** start of Provided material **

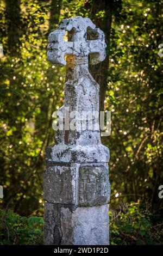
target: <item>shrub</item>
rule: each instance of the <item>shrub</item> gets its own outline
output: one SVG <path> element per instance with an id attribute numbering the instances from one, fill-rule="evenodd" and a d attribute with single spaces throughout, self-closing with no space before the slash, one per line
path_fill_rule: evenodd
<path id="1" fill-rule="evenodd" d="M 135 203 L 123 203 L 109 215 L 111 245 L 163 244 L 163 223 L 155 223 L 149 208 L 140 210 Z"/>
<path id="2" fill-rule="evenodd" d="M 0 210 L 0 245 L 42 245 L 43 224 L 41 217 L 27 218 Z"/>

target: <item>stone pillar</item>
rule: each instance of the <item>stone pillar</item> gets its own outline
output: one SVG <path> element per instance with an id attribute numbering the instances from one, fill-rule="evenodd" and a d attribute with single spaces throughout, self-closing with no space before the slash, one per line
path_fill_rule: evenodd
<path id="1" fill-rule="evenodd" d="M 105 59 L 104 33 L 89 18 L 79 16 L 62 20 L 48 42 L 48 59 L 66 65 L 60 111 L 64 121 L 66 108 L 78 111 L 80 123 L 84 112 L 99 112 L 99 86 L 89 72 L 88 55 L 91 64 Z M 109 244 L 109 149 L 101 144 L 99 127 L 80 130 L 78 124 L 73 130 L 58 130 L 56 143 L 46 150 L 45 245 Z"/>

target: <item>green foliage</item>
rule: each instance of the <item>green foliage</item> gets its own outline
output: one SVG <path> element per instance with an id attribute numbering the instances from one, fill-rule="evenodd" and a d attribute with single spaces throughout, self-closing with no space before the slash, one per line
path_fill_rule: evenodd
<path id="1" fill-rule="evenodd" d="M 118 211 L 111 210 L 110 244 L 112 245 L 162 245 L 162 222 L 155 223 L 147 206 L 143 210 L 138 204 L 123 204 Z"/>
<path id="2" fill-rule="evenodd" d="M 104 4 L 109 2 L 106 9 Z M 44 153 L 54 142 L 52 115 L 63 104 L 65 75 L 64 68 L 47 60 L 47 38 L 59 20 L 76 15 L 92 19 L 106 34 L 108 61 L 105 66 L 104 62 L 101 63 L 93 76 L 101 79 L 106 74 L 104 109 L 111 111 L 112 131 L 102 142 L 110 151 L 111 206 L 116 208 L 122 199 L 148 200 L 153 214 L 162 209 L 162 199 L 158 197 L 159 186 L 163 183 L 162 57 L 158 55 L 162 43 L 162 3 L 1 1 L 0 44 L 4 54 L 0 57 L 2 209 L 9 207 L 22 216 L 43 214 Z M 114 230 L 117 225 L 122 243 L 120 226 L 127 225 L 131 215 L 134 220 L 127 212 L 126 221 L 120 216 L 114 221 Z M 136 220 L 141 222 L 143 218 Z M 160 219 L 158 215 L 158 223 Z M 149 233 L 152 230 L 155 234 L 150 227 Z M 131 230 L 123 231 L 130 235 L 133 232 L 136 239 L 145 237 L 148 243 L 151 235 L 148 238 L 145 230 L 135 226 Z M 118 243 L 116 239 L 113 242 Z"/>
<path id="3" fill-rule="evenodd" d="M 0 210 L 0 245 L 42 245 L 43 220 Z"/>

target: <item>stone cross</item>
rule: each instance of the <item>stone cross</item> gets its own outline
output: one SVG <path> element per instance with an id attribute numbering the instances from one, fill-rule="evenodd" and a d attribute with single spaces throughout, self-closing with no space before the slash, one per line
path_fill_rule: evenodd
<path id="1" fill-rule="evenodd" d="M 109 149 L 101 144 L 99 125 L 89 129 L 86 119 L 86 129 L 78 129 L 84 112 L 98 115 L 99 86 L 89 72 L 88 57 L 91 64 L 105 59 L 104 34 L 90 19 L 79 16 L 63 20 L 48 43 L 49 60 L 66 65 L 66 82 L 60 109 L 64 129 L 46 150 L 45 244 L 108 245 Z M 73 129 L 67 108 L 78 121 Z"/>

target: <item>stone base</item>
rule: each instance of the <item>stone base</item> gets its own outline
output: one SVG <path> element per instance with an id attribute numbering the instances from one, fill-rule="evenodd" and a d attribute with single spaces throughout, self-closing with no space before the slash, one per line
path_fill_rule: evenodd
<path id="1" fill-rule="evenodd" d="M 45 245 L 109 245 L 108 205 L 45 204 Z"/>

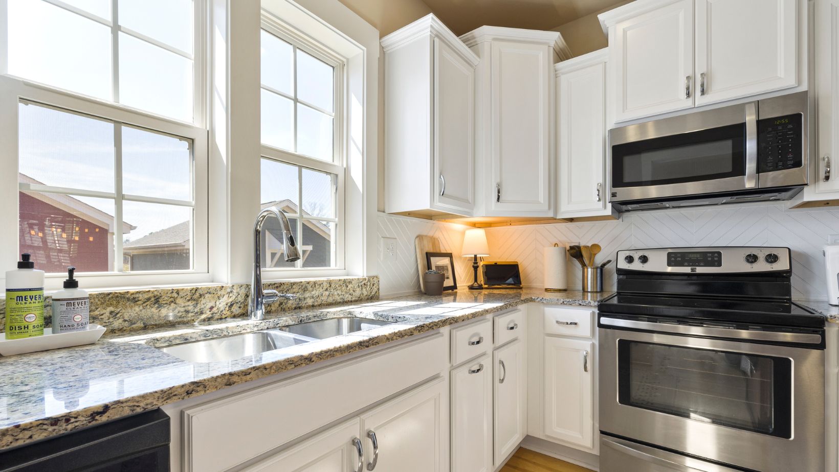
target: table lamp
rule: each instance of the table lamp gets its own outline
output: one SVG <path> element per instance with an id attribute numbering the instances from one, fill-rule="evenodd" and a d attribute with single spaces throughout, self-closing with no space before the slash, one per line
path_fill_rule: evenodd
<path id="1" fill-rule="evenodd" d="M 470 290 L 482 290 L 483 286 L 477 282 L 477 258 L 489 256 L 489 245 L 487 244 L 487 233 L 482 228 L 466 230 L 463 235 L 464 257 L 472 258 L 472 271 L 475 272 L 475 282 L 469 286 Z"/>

** end of Provided material **

Repeat the material exactly as it reads, without any of its pictures.

target: <item>shrub</item>
rule: each instance of the <item>shrub</item> gets its own outline
output: one SVG <path> element per instance with an id attribute numbering the instances from one, fill-rule="evenodd" and a d attribute with single spaces throughout, self-closing with no space before the slash, one per line
path_fill_rule: evenodd
<path id="1" fill-rule="evenodd" d="M 135 203 L 123 203 L 109 215 L 111 245 L 163 244 L 163 223 L 155 223 L 149 208 L 140 210 Z"/>
<path id="2" fill-rule="evenodd" d="M 0 210 L 0 245 L 42 245 L 43 224 L 41 217 L 27 218 Z"/>

target: <item>stone pillar</item>
rule: each instance of the <item>stone pillar</item> gets its own outline
output: one SVG <path> element per instance with an id attribute numbering the instances from one, fill-rule="evenodd" and a d attribute with single spaces throughout, self-closing with no space before the slash, one per line
path_fill_rule: evenodd
<path id="1" fill-rule="evenodd" d="M 105 59 L 104 33 L 89 18 L 79 16 L 62 20 L 48 42 L 48 59 L 66 65 L 60 111 L 64 121 L 66 108 L 78 111 L 80 123 L 84 112 L 99 112 L 99 86 L 89 72 L 88 55 L 91 64 Z M 109 244 L 109 149 L 101 144 L 99 127 L 80 130 L 78 124 L 73 130 L 58 130 L 56 143 L 46 150 L 45 245 Z"/>

target: <item>green foliage</item>
rule: each instance of the <item>green foliage</item> gets its own outline
output: one SVG <path> element per instance with an id attribute numbering the instances from one, fill-rule="evenodd" and a d attribute with single spaces throughout, self-closing with no space before the slash, one per line
path_fill_rule: evenodd
<path id="1" fill-rule="evenodd" d="M 118 211 L 111 210 L 110 244 L 112 245 L 162 245 L 162 222 L 155 223 L 147 206 L 143 210 L 138 204 L 123 204 Z"/>
<path id="2" fill-rule="evenodd" d="M 104 4 L 109 2 L 106 9 Z M 44 153 L 54 142 L 52 115 L 63 104 L 65 75 L 64 68 L 47 60 L 47 38 L 59 20 L 76 15 L 92 19 L 106 34 L 108 61 L 105 66 L 104 62 L 101 63 L 93 76 L 101 79 L 106 74 L 104 109 L 111 111 L 112 131 L 102 142 L 110 151 L 111 206 L 116 208 L 122 199 L 148 200 L 153 214 L 162 209 L 162 199 L 158 197 L 159 186 L 163 183 L 162 57 L 158 55 L 162 43 L 162 3 L 1 1 L 0 44 L 4 54 L 0 57 L 2 209 L 9 207 L 22 216 L 43 214 Z M 114 230 L 117 225 L 122 243 L 120 226 L 127 225 L 131 215 L 134 220 L 127 212 L 126 221 L 120 216 L 114 221 Z M 136 220 L 141 222 L 143 218 Z M 160 219 L 158 215 L 158 223 Z M 149 233 L 152 230 L 155 234 L 150 227 Z M 131 230 L 123 231 L 130 235 L 133 232 L 136 239 L 145 237 L 148 243 L 151 235 L 148 238 L 145 230 L 135 226 Z M 118 243 L 116 239 L 113 242 Z"/>
<path id="3" fill-rule="evenodd" d="M 0 210 L 0 245 L 42 245 L 43 220 Z"/>

target: <item>stone cross</item>
rule: each instance of the <item>stone cross</item> gets its own outline
output: one SVG <path> element per instance with an id attribute numbering the instances from one, fill-rule="evenodd" and a d attribute with single spaces throughout, self-closing with no space before the slash, one per line
path_fill_rule: evenodd
<path id="1" fill-rule="evenodd" d="M 109 149 L 101 144 L 99 125 L 89 129 L 86 119 L 86 129 L 78 129 L 84 112 L 98 115 L 99 86 L 89 72 L 88 57 L 91 64 L 105 59 L 104 34 L 90 19 L 79 16 L 63 20 L 48 43 L 49 60 L 66 65 L 66 82 L 60 109 L 64 129 L 46 150 L 45 244 L 108 245 Z M 73 129 L 67 108 L 78 121 Z"/>

target: <item>stone base</item>
rule: each instance of the <item>stone base</item> gets its own outline
output: one SVG <path> element per instance with an id attribute numbering the instances from one, fill-rule="evenodd" and a d attribute with single spaces throughout, self-closing with no space before the slash, one per line
path_fill_rule: evenodd
<path id="1" fill-rule="evenodd" d="M 45 245 L 109 245 L 108 205 L 45 204 Z"/>

target: table lamp
rule: each instance of the table lamp gets its own outline
output: one SVG <path> element per instance with an id attribute numbering the instances from one, fill-rule="evenodd" and a d attribute with single spaces throughout, self-closing with no space before the slash, one per line
path_fill_rule: evenodd
<path id="1" fill-rule="evenodd" d="M 470 290 L 482 290 L 483 286 L 477 282 L 477 258 L 489 256 L 489 245 L 487 244 L 487 233 L 482 228 L 466 230 L 463 235 L 464 257 L 472 258 L 472 271 L 475 272 L 475 282 L 469 286 Z"/>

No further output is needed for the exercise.